(Image object location entries)

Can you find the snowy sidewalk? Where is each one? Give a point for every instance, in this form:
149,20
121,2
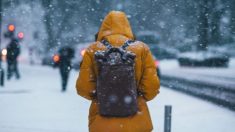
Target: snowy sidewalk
35,104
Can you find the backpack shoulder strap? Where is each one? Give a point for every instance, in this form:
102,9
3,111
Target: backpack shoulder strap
106,44
127,43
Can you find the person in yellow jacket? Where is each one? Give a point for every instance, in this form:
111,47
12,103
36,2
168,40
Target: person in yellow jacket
116,30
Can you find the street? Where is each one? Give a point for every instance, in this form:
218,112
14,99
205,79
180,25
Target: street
36,104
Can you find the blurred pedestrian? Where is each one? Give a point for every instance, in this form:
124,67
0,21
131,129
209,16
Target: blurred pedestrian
66,54
13,51
111,67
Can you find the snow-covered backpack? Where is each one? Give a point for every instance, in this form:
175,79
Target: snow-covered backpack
116,85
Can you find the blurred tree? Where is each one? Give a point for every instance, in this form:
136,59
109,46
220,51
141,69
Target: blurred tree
216,11
47,4
232,9
203,25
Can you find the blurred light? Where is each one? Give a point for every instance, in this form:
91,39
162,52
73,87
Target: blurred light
20,35
4,52
156,63
56,58
83,52
11,28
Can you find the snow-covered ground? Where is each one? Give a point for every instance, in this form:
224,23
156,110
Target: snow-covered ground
35,104
219,76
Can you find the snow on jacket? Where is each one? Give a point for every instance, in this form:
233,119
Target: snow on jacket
116,29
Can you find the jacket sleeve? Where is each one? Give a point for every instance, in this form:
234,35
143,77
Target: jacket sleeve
149,83
86,82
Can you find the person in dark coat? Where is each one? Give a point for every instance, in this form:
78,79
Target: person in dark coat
65,56
13,51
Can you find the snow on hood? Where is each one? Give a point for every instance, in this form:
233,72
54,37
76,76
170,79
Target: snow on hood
115,22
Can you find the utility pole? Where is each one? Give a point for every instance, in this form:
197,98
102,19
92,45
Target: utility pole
1,69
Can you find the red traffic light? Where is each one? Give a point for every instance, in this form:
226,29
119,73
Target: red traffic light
56,58
20,35
83,52
11,28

# [What you are asked to do]
With both ends included, please retype exactly the lines from the line containing "Can you find the snow on jacket?" to the final line of the data.

# [Final answer]
Can you find the snow on jacket? Where is each one? Give a point for every instance, in this form:
233,119
Target: snow on jacket
116,29
Can you find the jacket sleeve? Where is each one? Give a point for every instance, in this form:
234,35
143,77
Target: jacket sleeve
149,83
86,82
Can you find the person in dark coat? Where is each one? Give a point for every instance, in this form:
78,79
Target: person in dark coat
65,56
13,51
Can you find the snow on hood? Where is each one? Give a point for every instance, in this form:
233,72
54,37
76,76
170,79
Target: snow on hood
115,22
Can you find the utility pole? Where is each one? Give a point for every instance, in this form:
197,98
102,19
92,45
Target: utility pole
1,69
Can you find the red traffic light? Where is each one? Give a point for every instance, in this form:
226,29
119,73
Target: red traffic light
56,58
20,35
83,52
11,28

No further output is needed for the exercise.